**Your task:** Extend the excerpt on plant protein quantification and AgriSera's antibodies, picking up right after its final sentence.

**Page excerpt:**
Plant protein quantification
AgriSera also offers their antibodies as cool tools to quantify proteins. Western blotting can show qualitative changes in the relative abundance of individual proteins. “The addition of quantitation standards into the Western blotting protocol adds a whole new element to process,” says Porankiewicz-Asplund. “Now not only can changes be measured with certainty, but the absolute amounts of different proteins can be measured and compared with other proteins. This powerful addition to the technique allows the researcher to measure, for instance, PSI, PSII, Rubisco, and ATP synthase in a single extract of sample. With the quantitative approach, the researcher can then model the photosynthetic process, carbon fixation, and ATP production simultaneously.”
According to Porankiewicz-Asplund, one of the biggest challenges in plant antibody research today is the large number of species studied by a relatively small number of researchers. “If you think of the biomedical antibody production business for a moment, you realize that there is a very large number of researchers working on a small number of species,” says Porankiewicz-Asplund. “This means that very specific antibodies can be produced with a large target market.” However, this would not work for plant biology, a problem that AgriSera addresses with their ‘Global Antibodies,’ which can be used with equal efficiency across a broad range of species. “Our ‘Global Antibodies’ have been designed with a bioinformatic approach to select conserved regions for target production,” says Porankiewicz-Asplund. “The resulting antibodies can be reliably used across a range of species, saving researchers’ funds.”

[Collected data]

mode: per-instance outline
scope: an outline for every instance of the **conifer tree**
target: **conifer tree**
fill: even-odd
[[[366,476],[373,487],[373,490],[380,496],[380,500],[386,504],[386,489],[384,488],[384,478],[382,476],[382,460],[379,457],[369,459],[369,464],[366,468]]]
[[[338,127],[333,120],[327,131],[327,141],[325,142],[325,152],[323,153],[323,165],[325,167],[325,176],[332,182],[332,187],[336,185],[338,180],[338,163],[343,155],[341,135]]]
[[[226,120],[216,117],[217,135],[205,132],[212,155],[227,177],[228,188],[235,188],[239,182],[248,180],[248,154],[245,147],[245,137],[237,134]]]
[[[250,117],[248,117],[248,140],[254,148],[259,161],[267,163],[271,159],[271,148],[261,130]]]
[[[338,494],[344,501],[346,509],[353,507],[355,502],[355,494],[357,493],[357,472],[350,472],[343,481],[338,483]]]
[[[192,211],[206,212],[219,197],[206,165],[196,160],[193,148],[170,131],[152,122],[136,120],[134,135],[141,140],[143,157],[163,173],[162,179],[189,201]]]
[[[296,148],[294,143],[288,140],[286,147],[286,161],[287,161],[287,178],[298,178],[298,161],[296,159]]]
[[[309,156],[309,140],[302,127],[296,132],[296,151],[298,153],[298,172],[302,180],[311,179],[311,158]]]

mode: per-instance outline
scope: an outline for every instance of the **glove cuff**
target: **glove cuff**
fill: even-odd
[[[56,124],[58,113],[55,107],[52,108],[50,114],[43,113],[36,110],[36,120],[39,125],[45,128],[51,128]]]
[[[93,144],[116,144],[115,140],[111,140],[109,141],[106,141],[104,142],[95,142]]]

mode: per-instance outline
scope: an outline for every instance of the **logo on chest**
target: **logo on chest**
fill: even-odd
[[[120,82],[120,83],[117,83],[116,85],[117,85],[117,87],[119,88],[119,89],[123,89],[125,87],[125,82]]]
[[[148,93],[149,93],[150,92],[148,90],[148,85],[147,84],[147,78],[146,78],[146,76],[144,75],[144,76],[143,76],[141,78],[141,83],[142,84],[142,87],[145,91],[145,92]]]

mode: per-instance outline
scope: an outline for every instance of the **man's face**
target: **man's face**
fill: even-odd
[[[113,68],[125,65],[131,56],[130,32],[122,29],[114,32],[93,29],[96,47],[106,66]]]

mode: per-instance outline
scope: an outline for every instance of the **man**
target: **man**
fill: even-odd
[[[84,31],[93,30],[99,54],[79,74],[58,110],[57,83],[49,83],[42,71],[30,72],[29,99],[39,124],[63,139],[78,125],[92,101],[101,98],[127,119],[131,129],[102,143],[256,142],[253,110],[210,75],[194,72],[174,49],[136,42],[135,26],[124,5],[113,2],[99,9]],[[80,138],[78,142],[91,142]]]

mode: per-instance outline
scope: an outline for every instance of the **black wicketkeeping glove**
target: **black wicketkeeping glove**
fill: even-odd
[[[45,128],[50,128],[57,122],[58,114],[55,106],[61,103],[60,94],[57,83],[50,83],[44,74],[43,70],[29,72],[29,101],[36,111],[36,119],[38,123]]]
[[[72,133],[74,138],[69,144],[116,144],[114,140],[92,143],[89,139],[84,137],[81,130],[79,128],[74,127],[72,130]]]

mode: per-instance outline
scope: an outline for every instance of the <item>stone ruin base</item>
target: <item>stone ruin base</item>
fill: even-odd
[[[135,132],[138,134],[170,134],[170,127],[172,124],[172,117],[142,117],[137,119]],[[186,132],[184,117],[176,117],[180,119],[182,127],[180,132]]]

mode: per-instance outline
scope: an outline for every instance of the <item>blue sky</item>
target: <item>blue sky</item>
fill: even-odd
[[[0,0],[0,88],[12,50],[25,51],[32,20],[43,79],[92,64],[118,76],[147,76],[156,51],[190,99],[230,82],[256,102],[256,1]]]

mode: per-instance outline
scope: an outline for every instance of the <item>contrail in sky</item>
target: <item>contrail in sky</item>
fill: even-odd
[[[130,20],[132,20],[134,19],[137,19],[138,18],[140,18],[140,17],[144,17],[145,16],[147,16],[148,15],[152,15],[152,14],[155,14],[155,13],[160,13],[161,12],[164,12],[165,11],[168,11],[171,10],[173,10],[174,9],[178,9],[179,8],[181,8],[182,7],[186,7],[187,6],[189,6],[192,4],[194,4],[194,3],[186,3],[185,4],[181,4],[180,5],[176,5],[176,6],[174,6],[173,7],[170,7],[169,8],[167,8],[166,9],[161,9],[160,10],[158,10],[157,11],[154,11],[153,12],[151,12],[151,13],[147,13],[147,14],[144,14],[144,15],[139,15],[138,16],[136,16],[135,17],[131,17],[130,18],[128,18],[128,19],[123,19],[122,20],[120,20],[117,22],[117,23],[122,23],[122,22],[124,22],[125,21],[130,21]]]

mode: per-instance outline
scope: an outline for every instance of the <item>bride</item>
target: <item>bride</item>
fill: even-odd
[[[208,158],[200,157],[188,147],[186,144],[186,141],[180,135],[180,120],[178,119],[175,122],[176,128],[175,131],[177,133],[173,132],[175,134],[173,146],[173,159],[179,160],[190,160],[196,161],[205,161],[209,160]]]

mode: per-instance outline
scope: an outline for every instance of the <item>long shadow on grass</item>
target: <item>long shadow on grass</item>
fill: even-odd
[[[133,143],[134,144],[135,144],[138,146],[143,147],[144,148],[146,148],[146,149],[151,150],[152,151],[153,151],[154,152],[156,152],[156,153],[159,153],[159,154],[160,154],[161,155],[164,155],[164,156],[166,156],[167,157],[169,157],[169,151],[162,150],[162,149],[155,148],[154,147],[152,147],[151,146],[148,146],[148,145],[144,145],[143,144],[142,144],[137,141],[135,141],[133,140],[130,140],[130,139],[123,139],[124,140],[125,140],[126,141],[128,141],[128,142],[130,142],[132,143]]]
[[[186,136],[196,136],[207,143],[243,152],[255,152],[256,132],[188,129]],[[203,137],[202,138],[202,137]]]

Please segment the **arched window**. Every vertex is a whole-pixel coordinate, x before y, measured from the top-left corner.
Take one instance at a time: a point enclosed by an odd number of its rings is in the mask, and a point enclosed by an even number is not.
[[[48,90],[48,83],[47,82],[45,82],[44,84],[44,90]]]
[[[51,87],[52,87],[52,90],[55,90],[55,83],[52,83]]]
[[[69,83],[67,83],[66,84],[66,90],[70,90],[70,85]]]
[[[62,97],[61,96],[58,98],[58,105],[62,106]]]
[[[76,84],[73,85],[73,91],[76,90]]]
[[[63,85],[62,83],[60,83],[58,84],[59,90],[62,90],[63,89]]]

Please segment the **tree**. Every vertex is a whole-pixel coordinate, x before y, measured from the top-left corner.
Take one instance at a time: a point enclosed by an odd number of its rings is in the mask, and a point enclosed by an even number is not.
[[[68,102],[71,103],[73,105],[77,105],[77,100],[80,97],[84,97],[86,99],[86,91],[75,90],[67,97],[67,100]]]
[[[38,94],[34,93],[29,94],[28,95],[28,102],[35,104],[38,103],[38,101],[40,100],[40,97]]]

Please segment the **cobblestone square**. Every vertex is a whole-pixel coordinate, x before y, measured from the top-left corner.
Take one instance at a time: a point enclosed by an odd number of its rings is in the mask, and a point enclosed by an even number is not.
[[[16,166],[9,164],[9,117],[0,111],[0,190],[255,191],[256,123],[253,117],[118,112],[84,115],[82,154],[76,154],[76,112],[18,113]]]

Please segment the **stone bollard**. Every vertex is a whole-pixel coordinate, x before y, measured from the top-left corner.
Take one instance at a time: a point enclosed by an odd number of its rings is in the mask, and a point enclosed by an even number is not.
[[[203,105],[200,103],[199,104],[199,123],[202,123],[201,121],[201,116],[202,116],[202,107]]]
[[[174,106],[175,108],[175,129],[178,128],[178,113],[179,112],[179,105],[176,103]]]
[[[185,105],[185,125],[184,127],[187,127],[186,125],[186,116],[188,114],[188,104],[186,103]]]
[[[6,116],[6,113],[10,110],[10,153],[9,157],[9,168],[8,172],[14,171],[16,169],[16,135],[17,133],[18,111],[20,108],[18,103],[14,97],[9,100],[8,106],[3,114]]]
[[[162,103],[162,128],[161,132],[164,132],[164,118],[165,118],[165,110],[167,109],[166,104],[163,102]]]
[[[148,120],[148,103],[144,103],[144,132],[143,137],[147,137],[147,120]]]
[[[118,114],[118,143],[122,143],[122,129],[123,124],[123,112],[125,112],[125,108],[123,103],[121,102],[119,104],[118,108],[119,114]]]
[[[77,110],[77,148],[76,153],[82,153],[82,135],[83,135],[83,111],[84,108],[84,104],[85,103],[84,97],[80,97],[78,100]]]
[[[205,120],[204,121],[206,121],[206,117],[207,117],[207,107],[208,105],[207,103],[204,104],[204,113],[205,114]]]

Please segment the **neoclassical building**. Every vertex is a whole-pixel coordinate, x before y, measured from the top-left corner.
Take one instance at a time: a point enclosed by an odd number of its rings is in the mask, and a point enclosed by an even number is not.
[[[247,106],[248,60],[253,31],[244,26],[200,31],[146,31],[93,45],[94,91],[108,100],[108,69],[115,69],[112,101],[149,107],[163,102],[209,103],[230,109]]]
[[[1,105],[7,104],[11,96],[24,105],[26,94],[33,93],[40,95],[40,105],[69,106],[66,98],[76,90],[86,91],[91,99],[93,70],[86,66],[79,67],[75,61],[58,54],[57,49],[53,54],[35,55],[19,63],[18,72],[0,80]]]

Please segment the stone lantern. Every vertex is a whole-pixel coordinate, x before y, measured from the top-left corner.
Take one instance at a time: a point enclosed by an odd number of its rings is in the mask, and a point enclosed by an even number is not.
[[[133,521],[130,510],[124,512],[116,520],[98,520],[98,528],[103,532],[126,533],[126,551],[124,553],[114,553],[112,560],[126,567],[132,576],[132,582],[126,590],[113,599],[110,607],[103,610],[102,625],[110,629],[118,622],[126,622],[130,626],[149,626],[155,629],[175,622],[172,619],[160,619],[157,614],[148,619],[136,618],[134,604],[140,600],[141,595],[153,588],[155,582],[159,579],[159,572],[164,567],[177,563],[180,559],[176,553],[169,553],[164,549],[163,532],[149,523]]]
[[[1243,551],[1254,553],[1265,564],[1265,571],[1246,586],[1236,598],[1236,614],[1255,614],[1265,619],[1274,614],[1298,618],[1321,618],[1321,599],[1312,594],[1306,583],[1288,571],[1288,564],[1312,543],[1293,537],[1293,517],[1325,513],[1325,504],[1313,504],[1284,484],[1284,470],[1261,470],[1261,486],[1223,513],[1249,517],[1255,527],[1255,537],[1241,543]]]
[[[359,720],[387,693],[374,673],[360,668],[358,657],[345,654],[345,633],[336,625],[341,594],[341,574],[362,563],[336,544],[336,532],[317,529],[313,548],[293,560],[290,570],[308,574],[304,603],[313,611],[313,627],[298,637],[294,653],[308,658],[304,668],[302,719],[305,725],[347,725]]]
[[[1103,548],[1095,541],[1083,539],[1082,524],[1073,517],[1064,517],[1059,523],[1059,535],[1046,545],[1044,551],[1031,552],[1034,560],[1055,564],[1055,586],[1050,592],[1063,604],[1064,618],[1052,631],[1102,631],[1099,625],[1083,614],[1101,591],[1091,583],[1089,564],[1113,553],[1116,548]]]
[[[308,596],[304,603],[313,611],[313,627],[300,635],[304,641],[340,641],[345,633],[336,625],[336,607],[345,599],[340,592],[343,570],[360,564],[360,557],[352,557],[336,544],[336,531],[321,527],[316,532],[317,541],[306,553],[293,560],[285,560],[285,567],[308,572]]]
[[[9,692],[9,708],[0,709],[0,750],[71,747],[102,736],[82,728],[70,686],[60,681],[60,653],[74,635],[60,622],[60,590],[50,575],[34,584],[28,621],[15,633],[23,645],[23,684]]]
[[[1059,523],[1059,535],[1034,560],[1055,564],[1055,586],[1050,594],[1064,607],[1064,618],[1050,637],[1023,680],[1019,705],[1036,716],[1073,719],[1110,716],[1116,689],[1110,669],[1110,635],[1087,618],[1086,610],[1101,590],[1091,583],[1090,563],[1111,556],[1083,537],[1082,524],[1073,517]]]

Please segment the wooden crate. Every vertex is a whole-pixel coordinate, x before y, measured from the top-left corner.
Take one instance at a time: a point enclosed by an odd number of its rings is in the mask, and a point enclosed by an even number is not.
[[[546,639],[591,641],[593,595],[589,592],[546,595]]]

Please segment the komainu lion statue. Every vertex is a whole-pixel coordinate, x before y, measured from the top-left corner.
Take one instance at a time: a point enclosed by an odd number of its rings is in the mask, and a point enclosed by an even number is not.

**Answer to this problem:**
Metabo-cool tools for plant physiology
Alisdair Fernie leads the Central Metabolism group in the Department of Molecular Physiology at the Max-Planck-Institute for Molecular Plant Physiology. He says that in his opinion, one of the greatest challenges that plant biologists will face in the near future is realizing the ability “to fully comprehend the molecular networks which plants invoke to maintain their best survival opportunity.” Fernie’s group uses metabolomics as a cool tool to study molecular plant physiology. Metabolomics is the study of the unique collection of small-molecule metabolites – chemicals generated by particular cellular processes – that comprise the cell. The rapidly growing field of metabolic profiling is used for phenotyping plants, as well as in diagnostic analyses. It is also increasingly used for functionally annotating genes and studying how various cell types respond to different biological conditions.
“I extensively use metabolomics technologies, both independently – and increasingly with next generation sequencing of genomes and/or transcriptomes,” says Fernie. “Without a shadow of a doubt," he adds, the most exciting tool developed for plant biologists today, "is next generation sequencing – this will revolutionize the field in an unprecedented manner. I am immensely excited by this.” Metabolomics technologies have also been used to examine the variance in metabolite content between individual plants, a method that could greatly improve the quality of agricultural crops.
Indeed, though not there yet, Fernie hopes to find a way to identify different types of cells by their different metabolomic stamps. “There are probably 40 plant cell types,” he says. “I would love a method that sorted all of them and allowed us to subsequently define their differential metabolomes.” In this fast-paced field, it wouldn’t be surprising if these cool tools helped to sort them out soon.